What you will do -> Identify each line in the records containing the word "castle", with case counting, and copy those lines out.

#### Dataset excerpts ####

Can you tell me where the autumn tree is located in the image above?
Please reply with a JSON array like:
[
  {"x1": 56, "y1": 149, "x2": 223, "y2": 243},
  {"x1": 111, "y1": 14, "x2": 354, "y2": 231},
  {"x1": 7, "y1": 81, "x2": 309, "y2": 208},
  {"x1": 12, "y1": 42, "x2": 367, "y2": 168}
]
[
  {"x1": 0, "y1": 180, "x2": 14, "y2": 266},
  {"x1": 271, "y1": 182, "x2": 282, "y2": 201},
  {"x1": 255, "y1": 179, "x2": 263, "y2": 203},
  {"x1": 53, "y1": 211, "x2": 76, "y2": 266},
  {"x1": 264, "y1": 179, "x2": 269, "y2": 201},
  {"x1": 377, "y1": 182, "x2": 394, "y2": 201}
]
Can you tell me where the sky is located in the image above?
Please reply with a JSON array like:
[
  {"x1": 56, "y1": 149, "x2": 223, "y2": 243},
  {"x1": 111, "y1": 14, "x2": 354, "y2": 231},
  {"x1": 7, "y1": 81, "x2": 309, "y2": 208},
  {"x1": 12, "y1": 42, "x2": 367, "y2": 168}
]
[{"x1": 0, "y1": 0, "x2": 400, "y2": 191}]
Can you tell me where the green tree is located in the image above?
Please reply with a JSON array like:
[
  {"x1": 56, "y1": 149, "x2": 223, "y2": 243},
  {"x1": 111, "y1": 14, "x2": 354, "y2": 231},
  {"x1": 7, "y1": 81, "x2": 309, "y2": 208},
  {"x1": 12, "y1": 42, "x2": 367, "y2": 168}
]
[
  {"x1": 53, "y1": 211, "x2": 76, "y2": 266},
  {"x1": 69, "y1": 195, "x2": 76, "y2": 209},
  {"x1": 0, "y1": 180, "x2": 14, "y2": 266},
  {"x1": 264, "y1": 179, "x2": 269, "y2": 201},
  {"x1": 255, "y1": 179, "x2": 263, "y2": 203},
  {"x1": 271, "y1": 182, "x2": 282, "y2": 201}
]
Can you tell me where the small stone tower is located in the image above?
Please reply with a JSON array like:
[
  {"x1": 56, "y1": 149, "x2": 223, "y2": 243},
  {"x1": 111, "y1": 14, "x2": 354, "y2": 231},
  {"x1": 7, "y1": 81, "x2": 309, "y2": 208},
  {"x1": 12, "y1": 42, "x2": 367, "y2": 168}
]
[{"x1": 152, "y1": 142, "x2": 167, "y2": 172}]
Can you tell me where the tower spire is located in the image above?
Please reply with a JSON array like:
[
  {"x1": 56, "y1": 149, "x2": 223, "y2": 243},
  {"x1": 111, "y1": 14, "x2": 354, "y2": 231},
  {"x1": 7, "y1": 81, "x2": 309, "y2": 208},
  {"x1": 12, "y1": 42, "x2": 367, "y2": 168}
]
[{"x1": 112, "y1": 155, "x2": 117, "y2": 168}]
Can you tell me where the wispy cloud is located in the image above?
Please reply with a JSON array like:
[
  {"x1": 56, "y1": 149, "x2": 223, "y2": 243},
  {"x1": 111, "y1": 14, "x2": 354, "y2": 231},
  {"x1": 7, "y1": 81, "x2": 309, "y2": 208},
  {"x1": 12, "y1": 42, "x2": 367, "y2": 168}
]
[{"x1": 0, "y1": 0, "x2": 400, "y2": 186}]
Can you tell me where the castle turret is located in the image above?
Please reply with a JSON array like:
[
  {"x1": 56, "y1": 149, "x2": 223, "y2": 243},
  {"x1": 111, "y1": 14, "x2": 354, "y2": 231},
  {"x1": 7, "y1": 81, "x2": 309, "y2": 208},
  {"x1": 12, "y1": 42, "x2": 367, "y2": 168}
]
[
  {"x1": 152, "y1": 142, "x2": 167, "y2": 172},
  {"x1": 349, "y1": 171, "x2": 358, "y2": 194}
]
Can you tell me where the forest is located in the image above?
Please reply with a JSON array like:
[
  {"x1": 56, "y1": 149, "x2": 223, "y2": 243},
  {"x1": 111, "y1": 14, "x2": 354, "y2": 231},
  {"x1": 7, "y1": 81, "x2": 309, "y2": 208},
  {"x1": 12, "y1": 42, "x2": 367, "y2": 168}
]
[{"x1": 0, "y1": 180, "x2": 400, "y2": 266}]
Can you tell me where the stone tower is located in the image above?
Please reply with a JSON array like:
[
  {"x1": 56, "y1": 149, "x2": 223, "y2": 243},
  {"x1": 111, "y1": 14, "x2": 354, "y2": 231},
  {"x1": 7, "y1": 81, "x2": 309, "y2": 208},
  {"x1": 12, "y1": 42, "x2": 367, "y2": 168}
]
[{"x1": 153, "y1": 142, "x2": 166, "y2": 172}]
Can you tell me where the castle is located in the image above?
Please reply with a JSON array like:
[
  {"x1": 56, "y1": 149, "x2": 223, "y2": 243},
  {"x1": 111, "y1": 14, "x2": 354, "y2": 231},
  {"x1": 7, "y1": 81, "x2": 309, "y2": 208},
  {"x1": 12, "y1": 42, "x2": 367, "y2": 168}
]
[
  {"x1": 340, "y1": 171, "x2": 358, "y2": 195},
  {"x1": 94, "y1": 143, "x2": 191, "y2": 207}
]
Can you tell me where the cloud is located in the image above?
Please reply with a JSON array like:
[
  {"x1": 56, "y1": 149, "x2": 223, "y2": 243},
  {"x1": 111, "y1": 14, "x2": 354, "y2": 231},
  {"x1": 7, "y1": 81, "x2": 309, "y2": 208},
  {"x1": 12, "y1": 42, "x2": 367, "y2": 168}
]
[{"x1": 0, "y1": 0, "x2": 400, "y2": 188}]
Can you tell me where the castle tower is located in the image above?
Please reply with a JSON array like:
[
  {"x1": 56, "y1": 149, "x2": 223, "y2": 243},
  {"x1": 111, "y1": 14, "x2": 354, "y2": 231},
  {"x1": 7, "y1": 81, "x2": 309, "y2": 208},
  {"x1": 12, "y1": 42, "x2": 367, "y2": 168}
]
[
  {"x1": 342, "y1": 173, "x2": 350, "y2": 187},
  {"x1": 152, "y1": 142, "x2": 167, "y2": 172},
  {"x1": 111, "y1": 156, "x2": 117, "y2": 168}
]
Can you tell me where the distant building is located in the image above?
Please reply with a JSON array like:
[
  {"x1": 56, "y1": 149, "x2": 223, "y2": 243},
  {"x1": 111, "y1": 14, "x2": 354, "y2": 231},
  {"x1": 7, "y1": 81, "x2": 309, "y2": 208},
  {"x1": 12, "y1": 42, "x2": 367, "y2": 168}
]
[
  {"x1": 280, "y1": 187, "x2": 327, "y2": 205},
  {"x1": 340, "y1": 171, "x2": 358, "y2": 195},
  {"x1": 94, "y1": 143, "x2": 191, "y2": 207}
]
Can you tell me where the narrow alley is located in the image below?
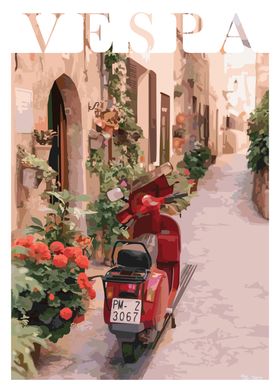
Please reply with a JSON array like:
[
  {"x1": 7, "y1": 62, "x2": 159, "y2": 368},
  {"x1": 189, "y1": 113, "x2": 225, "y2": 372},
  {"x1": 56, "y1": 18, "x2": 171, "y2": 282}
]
[{"x1": 38, "y1": 152, "x2": 268, "y2": 379}]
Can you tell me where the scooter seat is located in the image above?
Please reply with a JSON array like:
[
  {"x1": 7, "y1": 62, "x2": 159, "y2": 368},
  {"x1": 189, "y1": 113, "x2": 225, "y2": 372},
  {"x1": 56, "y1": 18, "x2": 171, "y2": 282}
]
[{"x1": 117, "y1": 249, "x2": 151, "y2": 269}]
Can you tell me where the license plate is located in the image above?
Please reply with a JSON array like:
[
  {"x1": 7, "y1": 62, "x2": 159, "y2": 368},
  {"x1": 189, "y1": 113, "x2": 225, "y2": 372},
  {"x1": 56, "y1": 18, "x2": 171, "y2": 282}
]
[{"x1": 110, "y1": 298, "x2": 142, "y2": 324}]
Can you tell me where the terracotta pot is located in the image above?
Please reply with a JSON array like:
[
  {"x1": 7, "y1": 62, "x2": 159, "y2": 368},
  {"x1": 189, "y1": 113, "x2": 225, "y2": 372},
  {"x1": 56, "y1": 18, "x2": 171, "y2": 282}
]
[
  {"x1": 22, "y1": 167, "x2": 42, "y2": 189},
  {"x1": 31, "y1": 343, "x2": 42, "y2": 366},
  {"x1": 190, "y1": 180, "x2": 198, "y2": 193},
  {"x1": 89, "y1": 135, "x2": 104, "y2": 150},
  {"x1": 211, "y1": 155, "x2": 217, "y2": 165},
  {"x1": 176, "y1": 113, "x2": 186, "y2": 125},
  {"x1": 34, "y1": 143, "x2": 52, "y2": 161}
]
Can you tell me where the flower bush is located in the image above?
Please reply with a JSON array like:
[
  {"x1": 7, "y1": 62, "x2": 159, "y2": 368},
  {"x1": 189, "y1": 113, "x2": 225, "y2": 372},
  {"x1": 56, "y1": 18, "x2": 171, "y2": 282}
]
[
  {"x1": 12, "y1": 235, "x2": 95, "y2": 342},
  {"x1": 247, "y1": 91, "x2": 269, "y2": 173},
  {"x1": 24, "y1": 190, "x2": 95, "y2": 256}
]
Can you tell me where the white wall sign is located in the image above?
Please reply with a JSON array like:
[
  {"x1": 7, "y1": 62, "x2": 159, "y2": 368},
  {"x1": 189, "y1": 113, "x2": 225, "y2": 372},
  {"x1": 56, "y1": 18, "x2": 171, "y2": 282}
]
[{"x1": 16, "y1": 88, "x2": 33, "y2": 133}]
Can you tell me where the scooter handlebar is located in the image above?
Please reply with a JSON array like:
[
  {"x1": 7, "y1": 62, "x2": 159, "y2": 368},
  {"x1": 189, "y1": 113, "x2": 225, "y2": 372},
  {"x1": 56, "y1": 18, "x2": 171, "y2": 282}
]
[{"x1": 164, "y1": 192, "x2": 188, "y2": 204}]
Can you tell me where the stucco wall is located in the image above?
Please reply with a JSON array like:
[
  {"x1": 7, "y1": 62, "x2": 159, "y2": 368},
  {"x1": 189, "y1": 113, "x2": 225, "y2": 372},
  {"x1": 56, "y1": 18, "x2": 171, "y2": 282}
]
[{"x1": 12, "y1": 52, "x2": 101, "y2": 230}]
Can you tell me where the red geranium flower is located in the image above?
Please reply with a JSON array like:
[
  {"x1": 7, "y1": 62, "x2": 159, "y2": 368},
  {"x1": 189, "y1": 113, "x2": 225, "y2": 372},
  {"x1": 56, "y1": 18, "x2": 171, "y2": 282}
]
[
  {"x1": 49, "y1": 293, "x2": 55, "y2": 301},
  {"x1": 75, "y1": 255, "x2": 89, "y2": 268},
  {"x1": 53, "y1": 255, "x2": 68, "y2": 268},
  {"x1": 50, "y1": 241, "x2": 64, "y2": 254},
  {"x1": 77, "y1": 272, "x2": 91, "y2": 290},
  {"x1": 13, "y1": 235, "x2": 35, "y2": 248},
  {"x1": 75, "y1": 235, "x2": 91, "y2": 249},
  {"x1": 73, "y1": 314, "x2": 85, "y2": 324},
  {"x1": 63, "y1": 246, "x2": 83, "y2": 260},
  {"x1": 88, "y1": 287, "x2": 96, "y2": 299},
  {"x1": 59, "y1": 308, "x2": 73, "y2": 320},
  {"x1": 29, "y1": 242, "x2": 51, "y2": 261}
]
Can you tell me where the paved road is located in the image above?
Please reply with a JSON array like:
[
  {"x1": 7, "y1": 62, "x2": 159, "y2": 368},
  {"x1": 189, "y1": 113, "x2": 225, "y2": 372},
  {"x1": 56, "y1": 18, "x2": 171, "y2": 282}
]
[{"x1": 38, "y1": 154, "x2": 268, "y2": 379}]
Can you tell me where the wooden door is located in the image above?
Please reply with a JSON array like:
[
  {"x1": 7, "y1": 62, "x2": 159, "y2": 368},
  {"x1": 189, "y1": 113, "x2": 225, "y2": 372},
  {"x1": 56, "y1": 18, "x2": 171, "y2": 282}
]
[
  {"x1": 160, "y1": 93, "x2": 170, "y2": 165},
  {"x1": 48, "y1": 83, "x2": 69, "y2": 190},
  {"x1": 148, "y1": 71, "x2": 157, "y2": 163}
]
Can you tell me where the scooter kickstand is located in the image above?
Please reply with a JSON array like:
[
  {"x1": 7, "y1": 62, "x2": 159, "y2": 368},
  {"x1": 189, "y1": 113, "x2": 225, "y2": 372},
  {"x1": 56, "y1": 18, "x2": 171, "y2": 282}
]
[{"x1": 171, "y1": 314, "x2": 176, "y2": 328}]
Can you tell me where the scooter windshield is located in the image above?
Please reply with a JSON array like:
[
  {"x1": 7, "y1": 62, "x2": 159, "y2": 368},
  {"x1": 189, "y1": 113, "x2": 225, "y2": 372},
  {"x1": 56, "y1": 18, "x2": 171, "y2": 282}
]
[{"x1": 131, "y1": 162, "x2": 173, "y2": 192}]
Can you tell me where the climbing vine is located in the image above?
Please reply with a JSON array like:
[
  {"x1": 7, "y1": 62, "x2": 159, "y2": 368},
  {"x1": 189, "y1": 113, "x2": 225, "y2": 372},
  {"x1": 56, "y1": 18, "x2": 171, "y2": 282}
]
[
  {"x1": 104, "y1": 49, "x2": 143, "y2": 166},
  {"x1": 86, "y1": 149, "x2": 143, "y2": 251}
]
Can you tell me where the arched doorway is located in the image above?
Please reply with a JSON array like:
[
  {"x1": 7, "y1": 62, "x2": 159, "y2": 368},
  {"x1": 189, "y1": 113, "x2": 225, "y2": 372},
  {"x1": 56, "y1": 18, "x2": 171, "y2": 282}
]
[
  {"x1": 48, "y1": 82, "x2": 69, "y2": 190},
  {"x1": 48, "y1": 74, "x2": 84, "y2": 194}
]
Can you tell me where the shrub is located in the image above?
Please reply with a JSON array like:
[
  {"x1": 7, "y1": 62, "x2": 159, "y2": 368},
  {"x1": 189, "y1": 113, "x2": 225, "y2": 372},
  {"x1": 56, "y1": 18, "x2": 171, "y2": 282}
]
[
  {"x1": 12, "y1": 235, "x2": 95, "y2": 342},
  {"x1": 11, "y1": 318, "x2": 46, "y2": 380},
  {"x1": 183, "y1": 143, "x2": 211, "y2": 180},
  {"x1": 247, "y1": 91, "x2": 269, "y2": 173}
]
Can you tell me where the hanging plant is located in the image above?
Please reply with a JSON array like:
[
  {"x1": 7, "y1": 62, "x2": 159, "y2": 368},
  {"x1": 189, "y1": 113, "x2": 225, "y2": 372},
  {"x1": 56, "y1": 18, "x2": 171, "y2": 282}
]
[{"x1": 104, "y1": 49, "x2": 143, "y2": 166}]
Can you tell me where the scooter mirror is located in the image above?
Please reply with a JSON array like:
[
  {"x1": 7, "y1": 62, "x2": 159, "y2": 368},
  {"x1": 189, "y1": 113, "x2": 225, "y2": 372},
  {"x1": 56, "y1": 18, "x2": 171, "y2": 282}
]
[{"x1": 107, "y1": 188, "x2": 124, "y2": 201}]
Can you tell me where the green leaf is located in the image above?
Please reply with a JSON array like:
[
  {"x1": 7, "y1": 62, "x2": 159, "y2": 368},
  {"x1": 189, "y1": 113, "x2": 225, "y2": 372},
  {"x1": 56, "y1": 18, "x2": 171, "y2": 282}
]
[
  {"x1": 31, "y1": 216, "x2": 43, "y2": 228},
  {"x1": 75, "y1": 195, "x2": 91, "y2": 201},
  {"x1": 12, "y1": 245, "x2": 29, "y2": 255},
  {"x1": 39, "y1": 307, "x2": 58, "y2": 324},
  {"x1": 24, "y1": 225, "x2": 44, "y2": 235}
]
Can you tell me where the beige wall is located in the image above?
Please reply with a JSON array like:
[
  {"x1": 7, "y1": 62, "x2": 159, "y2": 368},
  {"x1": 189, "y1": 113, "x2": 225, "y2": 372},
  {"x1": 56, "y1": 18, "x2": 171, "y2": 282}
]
[
  {"x1": 12, "y1": 53, "x2": 101, "y2": 233},
  {"x1": 129, "y1": 53, "x2": 174, "y2": 165},
  {"x1": 256, "y1": 53, "x2": 269, "y2": 105}
]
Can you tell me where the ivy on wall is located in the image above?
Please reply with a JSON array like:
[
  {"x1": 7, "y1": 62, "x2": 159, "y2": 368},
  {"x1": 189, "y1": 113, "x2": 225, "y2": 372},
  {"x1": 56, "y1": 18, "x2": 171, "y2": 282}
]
[{"x1": 104, "y1": 49, "x2": 143, "y2": 166}]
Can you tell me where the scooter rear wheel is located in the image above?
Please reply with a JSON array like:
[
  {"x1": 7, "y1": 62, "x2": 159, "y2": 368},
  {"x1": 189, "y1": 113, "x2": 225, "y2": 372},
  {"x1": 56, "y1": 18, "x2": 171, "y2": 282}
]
[{"x1": 122, "y1": 340, "x2": 144, "y2": 363}]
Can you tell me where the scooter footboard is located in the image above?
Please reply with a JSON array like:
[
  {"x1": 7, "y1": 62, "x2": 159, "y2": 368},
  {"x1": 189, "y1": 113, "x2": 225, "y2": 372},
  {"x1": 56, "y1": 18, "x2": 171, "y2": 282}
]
[{"x1": 109, "y1": 323, "x2": 145, "y2": 342}]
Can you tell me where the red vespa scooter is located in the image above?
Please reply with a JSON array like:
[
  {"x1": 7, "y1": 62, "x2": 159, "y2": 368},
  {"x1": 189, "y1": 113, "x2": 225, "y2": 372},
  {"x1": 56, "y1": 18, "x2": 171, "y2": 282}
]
[{"x1": 91, "y1": 163, "x2": 187, "y2": 362}]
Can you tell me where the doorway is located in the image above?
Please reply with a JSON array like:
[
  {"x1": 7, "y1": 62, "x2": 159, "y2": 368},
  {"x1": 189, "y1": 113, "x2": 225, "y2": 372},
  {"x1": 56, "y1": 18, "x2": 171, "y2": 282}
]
[
  {"x1": 160, "y1": 93, "x2": 170, "y2": 165},
  {"x1": 48, "y1": 82, "x2": 69, "y2": 190}
]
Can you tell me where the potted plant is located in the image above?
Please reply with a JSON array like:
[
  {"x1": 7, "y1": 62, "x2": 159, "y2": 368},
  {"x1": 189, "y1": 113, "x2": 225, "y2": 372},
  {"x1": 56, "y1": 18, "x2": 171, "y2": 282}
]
[
  {"x1": 18, "y1": 146, "x2": 57, "y2": 188},
  {"x1": 174, "y1": 84, "x2": 184, "y2": 98},
  {"x1": 33, "y1": 129, "x2": 57, "y2": 161},
  {"x1": 173, "y1": 128, "x2": 186, "y2": 153},
  {"x1": 12, "y1": 235, "x2": 96, "y2": 343},
  {"x1": 88, "y1": 129, "x2": 105, "y2": 150}
]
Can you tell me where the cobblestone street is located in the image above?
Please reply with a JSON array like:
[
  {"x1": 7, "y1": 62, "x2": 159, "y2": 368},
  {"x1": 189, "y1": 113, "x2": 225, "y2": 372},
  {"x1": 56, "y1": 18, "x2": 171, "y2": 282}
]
[{"x1": 38, "y1": 153, "x2": 268, "y2": 379}]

####

Exercise solution ->
Can you tell me where the castle turret is located in the image above?
Can you tell me where the castle is located in the image above?
Can you tell me where the castle tower is located in the image above?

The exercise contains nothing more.